▸ **Your goal**: Reproduce the following data line for line, without any change.

+---+

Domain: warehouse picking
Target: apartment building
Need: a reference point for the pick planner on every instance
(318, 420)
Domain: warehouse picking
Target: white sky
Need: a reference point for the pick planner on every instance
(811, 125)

+---+

▸ **Answer below**:
Domain: warehouse picking
Target: apartment building
Need: a reference point for the pick planner on every instance
(318, 420)
Domain: warehouse picking
Target: white sky
Need: a reference point for the pick planner on every instance
(811, 125)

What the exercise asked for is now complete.